===== DADOS REGISTRADOS =====

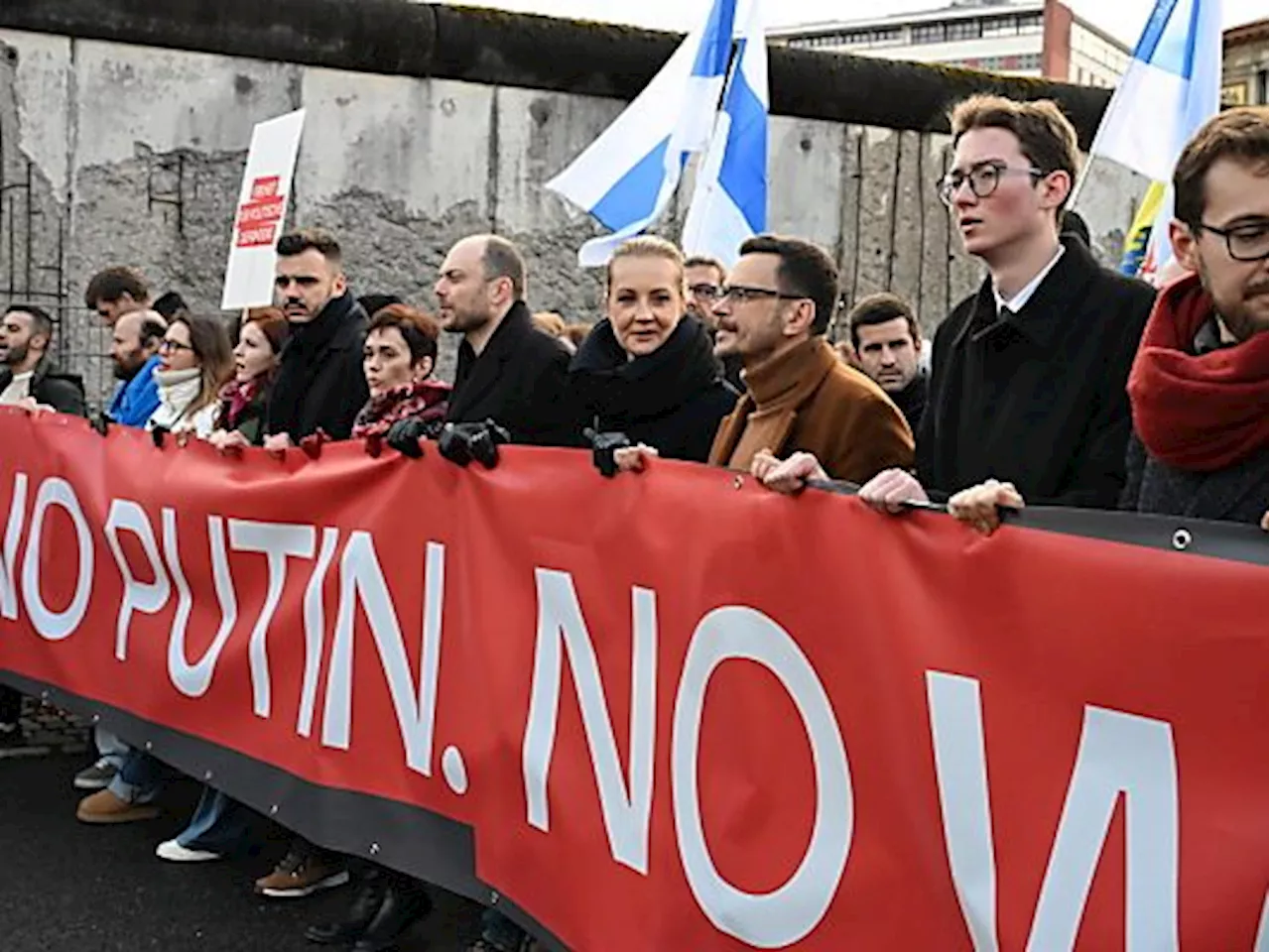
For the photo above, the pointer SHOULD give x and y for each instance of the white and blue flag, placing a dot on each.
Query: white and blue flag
(1171, 87)
(729, 202)
(625, 179)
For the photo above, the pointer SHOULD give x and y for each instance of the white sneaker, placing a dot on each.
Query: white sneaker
(176, 853)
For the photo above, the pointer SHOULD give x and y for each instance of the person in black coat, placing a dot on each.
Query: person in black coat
(1201, 385)
(27, 379)
(649, 370)
(1037, 397)
(1028, 375)
(318, 389)
(27, 368)
(318, 385)
(508, 371)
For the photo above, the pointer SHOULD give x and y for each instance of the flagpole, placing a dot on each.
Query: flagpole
(1093, 150)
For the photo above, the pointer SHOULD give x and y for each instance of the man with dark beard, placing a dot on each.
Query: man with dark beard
(28, 379)
(318, 390)
(1201, 385)
(320, 385)
(135, 357)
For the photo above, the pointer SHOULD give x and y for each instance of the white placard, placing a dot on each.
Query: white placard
(271, 166)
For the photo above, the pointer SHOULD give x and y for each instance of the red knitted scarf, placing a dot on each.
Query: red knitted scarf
(1203, 413)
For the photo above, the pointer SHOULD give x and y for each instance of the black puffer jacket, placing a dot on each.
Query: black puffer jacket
(672, 399)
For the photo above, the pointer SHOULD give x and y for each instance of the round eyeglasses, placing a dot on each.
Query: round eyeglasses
(983, 179)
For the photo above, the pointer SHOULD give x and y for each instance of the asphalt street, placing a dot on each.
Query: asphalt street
(70, 888)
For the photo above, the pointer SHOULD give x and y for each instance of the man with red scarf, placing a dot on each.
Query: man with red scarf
(1201, 384)
(1199, 389)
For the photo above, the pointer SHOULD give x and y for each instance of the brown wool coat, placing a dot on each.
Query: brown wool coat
(808, 400)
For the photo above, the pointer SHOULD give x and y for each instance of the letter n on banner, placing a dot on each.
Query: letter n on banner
(1118, 754)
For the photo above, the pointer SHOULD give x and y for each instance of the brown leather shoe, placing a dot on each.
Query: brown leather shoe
(104, 807)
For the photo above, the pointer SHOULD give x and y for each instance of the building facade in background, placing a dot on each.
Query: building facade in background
(1040, 39)
(1246, 64)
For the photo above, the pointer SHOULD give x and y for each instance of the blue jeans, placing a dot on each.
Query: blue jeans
(109, 748)
(140, 778)
(220, 824)
(500, 932)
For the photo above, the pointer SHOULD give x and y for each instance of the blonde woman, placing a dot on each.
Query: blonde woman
(194, 362)
(648, 370)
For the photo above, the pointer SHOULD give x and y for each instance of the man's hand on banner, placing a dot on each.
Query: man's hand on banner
(893, 490)
(277, 444)
(789, 476)
(607, 448)
(404, 436)
(229, 442)
(462, 442)
(979, 507)
(33, 408)
(313, 443)
(634, 458)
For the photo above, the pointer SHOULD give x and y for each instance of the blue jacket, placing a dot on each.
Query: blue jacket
(137, 399)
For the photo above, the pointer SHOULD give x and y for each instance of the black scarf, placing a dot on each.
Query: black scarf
(621, 391)
(302, 359)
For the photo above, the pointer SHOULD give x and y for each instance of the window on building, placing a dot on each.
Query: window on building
(929, 33)
(1000, 27)
(964, 30)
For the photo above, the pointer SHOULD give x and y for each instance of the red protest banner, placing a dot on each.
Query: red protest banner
(679, 712)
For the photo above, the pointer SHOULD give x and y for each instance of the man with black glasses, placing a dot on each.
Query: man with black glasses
(799, 397)
(1028, 376)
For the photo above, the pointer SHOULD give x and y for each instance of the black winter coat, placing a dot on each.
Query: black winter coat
(672, 399)
(1038, 399)
(518, 381)
(1237, 494)
(51, 388)
(320, 384)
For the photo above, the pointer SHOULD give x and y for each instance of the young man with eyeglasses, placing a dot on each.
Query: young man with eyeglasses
(1028, 377)
(117, 291)
(705, 276)
(1201, 384)
(799, 397)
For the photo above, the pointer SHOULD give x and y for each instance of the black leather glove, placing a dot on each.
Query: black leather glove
(404, 436)
(462, 442)
(603, 445)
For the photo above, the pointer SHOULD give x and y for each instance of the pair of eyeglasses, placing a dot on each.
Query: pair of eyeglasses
(740, 294)
(983, 179)
(1245, 243)
(305, 281)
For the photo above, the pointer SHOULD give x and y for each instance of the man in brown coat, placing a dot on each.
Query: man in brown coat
(799, 397)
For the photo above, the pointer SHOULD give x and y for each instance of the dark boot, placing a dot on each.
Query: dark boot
(405, 902)
(366, 905)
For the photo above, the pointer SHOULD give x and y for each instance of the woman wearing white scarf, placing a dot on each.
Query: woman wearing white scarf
(194, 363)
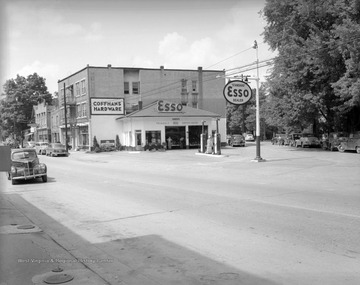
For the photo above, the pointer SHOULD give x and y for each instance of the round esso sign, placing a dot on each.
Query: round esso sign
(237, 92)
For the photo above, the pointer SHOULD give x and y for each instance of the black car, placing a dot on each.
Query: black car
(25, 165)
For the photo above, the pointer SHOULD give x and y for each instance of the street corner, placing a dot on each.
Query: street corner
(19, 229)
(73, 277)
(211, 155)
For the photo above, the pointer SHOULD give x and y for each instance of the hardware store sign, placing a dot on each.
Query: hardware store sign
(237, 92)
(107, 106)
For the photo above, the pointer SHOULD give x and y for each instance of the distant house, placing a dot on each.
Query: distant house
(96, 97)
(42, 117)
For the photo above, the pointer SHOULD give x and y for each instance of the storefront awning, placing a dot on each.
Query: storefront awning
(164, 108)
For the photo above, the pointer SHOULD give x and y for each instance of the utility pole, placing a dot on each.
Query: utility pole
(258, 156)
(65, 111)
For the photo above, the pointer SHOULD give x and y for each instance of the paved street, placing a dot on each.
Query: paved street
(175, 217)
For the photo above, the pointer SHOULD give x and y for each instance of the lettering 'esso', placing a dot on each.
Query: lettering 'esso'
(237, 92)
(169, 107)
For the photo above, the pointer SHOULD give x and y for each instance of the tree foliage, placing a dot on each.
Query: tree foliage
(19, 96)
(316, 76)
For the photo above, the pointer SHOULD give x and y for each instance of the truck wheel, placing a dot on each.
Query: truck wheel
(341, 148)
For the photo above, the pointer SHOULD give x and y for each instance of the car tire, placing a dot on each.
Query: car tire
(341, 148)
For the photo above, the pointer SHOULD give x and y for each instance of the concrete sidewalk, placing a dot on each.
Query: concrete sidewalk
(29, 255)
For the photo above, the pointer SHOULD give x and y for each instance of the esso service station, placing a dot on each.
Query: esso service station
(237, 92)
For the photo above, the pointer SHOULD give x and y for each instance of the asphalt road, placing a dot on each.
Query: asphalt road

=====

▶ _INSTRUÇÃO_
Troque "placing a dot on each" por "marking each one with a dot" em todas as entradas e escreva-as de novo sem mudar mais nada. Deixe as imagens de fora da resposta.

▶ _RESPOSTA_
For the photo above, the pointer SHOULD give x and y for each instance of the white and blue flag, marking each one with a dot.
Query: white and blue flag
(1171, 87)
(729, 202)
(625, 179)
For the photo above, the pointer SHOULD give x and y for each instance of the white sneaker, marking each one with a dot.
Query: white sneaker
(176, 853)
For the photo above, the pointer SHOULD give x and y for each instance of the person in black coat, marking each one with a dot.
Query: person in black coat
(1201, 385)
(27, 379)
(649, 370)
(1037, 397)
(1028, 375)
(318, 389)
(27, 368)
(318, 385)
(508, 371)
For the photo above, the pointer SHOULD give x and y for each instance of the flagpole, marking each one with a dot.
Query: flagpole
(1093, 150)
For the photo above, the pointer SHOULD give x and y for each instance of the man with dark beard, marking each one with a dot.
Query: man with dark beard
(28, 379)
(318, 390)
(1201, 385)
(320, 385)
(135, 357)
For the photo above, the pointer SHOULD give x and y for each instance of the white placard, marking each one with a dot.
Query: white placard
(271, 166)
For the photo above, the pointer SHOULD give x and y for each instance of the red knitted scarf, marking each one with a dot.
Query: red knitted scarf
(1203, 413)
For the photo above, the pointer SHOULD give x and y for each instance of the black puffer jacket, marking each one with a dot.
Query: black puffer jacket
(672, 399)
For the photo above, the pointer SHOULD give x and y for each instance of the round eyeglasses, marking each one with a dot.
Query: round eyeglasses
(983, 179)
For the photo above, the pointer SHOULD give x and y for each instance of the asphalt street, marking each one with a dot.
Query: asphalt street
(70, 888)
For the photo above, the pointer SHOULD give x and y for each instance of the man with red scarf, marking each one with a dot.
Query: man with red scarf
(1201, 384)
(1199, 389)
For the photo above, the pointer SHOULD give x and y for each instance of the brown wool coat, marking each one with a dot.
Query: brown wool coat
(808, 400)
For the photo above, the pointer SHOULD give x and y for each instance of the letter n on banner, marking each one with a dot.
Query: letter n on banner
(1118, 754)
For the photo above, the pointer SHOULD give x and y for each instance of the brown leather shoe, marking each one with a dot.
Query: brown leather shoe
(104, 807)
For the photo above, the pointer SHOULD give x and y for each instance of the building facade in background, marking each one with a dot.
Query: building facade in background
(1040, 39)
(1246, 64)
For the photo above, the pointer SHOULD give x and y for each instance of the blue jeans, marking each one with a dot.
Query: blue jeans
(109, 748)
(140, 778)
(220, 824)
(500, 932)
For the photo above, the pointer SHOULD give x and y for each instance of the blonde woman, marking each one with a dot.
Query: blonde woman
(194, 362)
(648, 370)
For the photo above, the pointer SHOULD give x and y for each instance of the man's hand on banner, marking each one with a dot.
Query: man's hand on banner
(893, 490)
(277, 444)
(789, 476)
(607, 448)
(404, 436)
(229, 442)
(462, 442)
(979, 507)
(33, 408)
(313, 443)
(634, 458)
For the photo above, the pointer SHOULD give x and y for each instance of the blue jacket, marking each one with a dot.
Query: blue jacket
(137, 399)
For the photo above, the pointer SHOULD give x and y for each instance of the black scarf, marking each one with a dot.
Query: black scarf
(621, 391)
(302, 359)
For the photo above, the pointer SHOULD give x and y for each instance of the window on building, marking each one with a dot.
Query: window on building
(929, 33)
(1000, 27)
(964, 30)
For the photo above, the pointer SHOULD give x and y for each instance of the red protest banner, marking each one with a dot.
Query: red protest banner
(679, 712)
For the photo above, the pointer SHOULD give x and y for each instance of the man with black glasses, marking each one with a dot.
Query: man with black glasses
(799, 397)
(1028, 376)
For the photo above, the pointer SHOULD give x and y for each instance of the black winter coat, marking each one with a dot.
Query: black winter coat
(672, 399)
(1038, 399)
(518, 381)
(1237, 494)
(51, 388)
(320, 384)
For the photo above, the pointer SHOULD give x and y for each instance of the young man with eyeglasses, marking each one with a dot.
Query: young man with eyeglasses
(1028, 377)
(117, 291)
(705, 276)
(1201, 384)
(799, 397)
For the photo above, the pointer SHOULD give x and y for each instance of the black leather glove, marking each one with a dot.
Query: black leather glove
(404, 436)
(462, 442)
(603, 445)
For the photo above, the pointer SHOULD give x and y for each instance of the pair of eyeglasses, marking each one with a dot.
Query: pair of eyeglasses
(740, 294)
(983, 179)
(1245, 243)
(305, 281)
For the photo above, the pointer SHOULD give x and y for each instance of the man in brown coat, marking each one with a dot.
Query: man in brown coat
(799, 397)
For the photo above, the pointer SHOULD give x and y for each instance of the dark boot, marking each one with a dot.
Query: dark boot
(405, 902)
(366, 905)
For the photo above, the pointer SHOULD give x and y for each instance of the woman wearing white scarf, marking each one with a dot.
Query: woman wearing white scarf
(194, 363)
For the photo above, the pointer SHOULD give x and y for each instance of the round esso sign, marking each one with a dot.
Query: round esso sign
(237, 92)
For the photo above, the pointer SHOULD give x and y for each instance of the black car, marking each one with a dot.
Query: black car
(25, 165)
For the photo above, the pointer SHOULD give x and y for each instance of the street corner, marking each one with a dot.
Query: street corner
(19, 229)
(73, 277)
(211, 155)
For the photo above, the pointer SHOULD give x and y for each instance of the hardware store sign, marking each one with a dot.
Query: hardware store sign
(237, 92)
(107, 106)
For the photo above, the pointer SHOULD give x and y for each instance of the distant house, marking each one with a dot.
Query: distant house
(96, 97)
(42, 117)
For the photo above, the pointer SHOULD give x and y for each instance of the storefront awning, marking each one with a dot.
Query: storefront awning
(164, 108)
For the photo above, the pointer SHOULD give x and y for each instance of the utility pole, marking each one with a dot.
Query: utility pole
(258, 156)
(65, 111)
For the photo above, the pointer SHOULD give x and y for each instance of the paved street, marking each one with a dot.
Query: paved street
(175, 217)
For the photo above, the pointer SHOULD give x and y for each instance of the lettering 'esso', marking each one with a dot.
Query: lettering 'esso'
(237, 92)
(169, 107)
For the photo above, the pointer SHOULD give x and y for each instance of the tree foliage, marking each one with a dot.
Query: tree foliage
(19, 96)
(316, 76)
For the photo above, the pointer SHOULD give x and y for each instance of the truck wheel, marking each one with a dot.
Query: truck wheel
(341, 148)
For the photo above, the pointer SHOULD give x and y for each instance of the car tire, marking each one with a dot.
Query: car tire
(341, 148)
For the photo above, the pointer SHOULD give x and y for each instance of the concrete sidewalk, marking each one with a dot.
Query: concrete sidewalk
(29, 255)
For the photo above, the pointer SHOULD give x and y for each instance of the esso service station, marking each one with a dot.
Query: esso service station
(237, 92)
For the photo above, the pointer SHOULD give x and y for each instance of the asphalt road, marking each one with a dot.
Query: asphalt road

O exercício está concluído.